[Dataset rows]

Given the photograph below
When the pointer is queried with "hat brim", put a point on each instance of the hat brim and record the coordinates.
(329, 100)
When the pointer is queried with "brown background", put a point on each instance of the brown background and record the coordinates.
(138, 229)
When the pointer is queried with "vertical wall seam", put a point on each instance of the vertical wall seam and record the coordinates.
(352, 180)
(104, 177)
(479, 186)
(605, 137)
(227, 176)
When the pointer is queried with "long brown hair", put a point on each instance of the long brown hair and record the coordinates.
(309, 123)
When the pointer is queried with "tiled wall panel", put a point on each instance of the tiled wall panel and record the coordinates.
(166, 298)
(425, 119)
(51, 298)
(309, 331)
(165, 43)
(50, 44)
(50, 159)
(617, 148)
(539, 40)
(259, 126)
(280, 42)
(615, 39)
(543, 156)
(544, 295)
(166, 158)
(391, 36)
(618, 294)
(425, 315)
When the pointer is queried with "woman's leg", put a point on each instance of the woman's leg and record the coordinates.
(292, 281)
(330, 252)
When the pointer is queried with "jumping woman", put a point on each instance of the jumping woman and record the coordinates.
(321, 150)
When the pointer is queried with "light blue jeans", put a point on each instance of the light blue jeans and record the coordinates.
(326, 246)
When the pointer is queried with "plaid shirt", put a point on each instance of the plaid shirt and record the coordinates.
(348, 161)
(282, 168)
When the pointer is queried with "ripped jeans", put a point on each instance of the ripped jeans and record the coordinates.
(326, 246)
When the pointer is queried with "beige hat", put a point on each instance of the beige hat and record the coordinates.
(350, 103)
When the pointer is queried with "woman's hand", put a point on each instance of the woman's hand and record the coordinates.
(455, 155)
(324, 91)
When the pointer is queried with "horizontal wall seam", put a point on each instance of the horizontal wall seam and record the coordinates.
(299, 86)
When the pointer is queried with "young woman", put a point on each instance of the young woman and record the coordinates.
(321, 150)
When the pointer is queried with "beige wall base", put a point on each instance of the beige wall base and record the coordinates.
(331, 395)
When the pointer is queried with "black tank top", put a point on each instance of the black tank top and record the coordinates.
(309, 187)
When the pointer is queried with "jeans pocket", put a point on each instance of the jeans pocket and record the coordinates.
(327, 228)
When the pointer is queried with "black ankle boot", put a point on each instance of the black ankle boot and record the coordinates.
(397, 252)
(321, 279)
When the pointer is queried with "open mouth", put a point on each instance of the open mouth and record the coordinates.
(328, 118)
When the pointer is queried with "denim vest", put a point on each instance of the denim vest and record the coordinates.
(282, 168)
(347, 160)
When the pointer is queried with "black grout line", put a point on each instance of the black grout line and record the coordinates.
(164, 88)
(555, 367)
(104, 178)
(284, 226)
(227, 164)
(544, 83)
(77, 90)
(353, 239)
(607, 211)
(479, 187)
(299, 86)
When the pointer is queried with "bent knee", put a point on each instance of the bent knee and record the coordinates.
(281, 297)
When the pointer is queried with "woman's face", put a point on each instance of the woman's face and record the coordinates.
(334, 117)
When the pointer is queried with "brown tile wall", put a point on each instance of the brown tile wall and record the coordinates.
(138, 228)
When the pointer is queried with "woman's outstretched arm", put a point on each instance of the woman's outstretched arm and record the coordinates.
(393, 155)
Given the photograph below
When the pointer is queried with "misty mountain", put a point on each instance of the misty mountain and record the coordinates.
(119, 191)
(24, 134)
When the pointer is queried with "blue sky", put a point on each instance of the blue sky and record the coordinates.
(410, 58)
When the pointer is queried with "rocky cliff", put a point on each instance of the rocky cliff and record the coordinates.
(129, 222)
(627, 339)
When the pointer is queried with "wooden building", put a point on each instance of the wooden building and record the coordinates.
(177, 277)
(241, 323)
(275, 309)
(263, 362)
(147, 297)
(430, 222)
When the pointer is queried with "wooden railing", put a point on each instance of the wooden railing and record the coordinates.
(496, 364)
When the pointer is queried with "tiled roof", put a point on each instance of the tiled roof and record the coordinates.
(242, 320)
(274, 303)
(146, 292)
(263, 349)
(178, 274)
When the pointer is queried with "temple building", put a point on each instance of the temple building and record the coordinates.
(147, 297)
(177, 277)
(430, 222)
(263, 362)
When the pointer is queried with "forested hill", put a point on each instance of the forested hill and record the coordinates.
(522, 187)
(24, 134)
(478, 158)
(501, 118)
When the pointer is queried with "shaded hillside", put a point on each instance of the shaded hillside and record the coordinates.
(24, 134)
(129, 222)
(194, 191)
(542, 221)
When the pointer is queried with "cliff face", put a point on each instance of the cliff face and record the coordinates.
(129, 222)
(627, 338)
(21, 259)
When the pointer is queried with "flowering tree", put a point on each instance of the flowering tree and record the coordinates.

> [What you have to do]:
Can you reproduce word for word the lines of the listing above, starting at the line that contains "temple building and record the coordinates." and ending at the final line of the listing, with both of those lines included?

> [Result of this task]:
When the pointer is queried with "temple building", put a point on each instance of the temple building and record the coordinates.
(147, 297)
(177, 277)
(430, 222)
(263, 362)
When the pointer is queried with "forested hill", put a point on each instance of the forested hill and record the coordinates.
(522, 187)
(24, 134)
(478, 158)
(501, 118)
When the pointer is queried with "shaded hillside", put a point on each instance of the shaded hillside and record the coordinates.
(24, 134)
(129, 222)
(194, 191)
(542, 221)
When the pointer is queried with "cliff face", put a point on each instance of the cliff face and record the coordinates.
(129, 222)
(627, 338)
(21, 259)
When the pointer is queried with "flowering tree", put a point on each instance of the flowering tree and record the coordinates.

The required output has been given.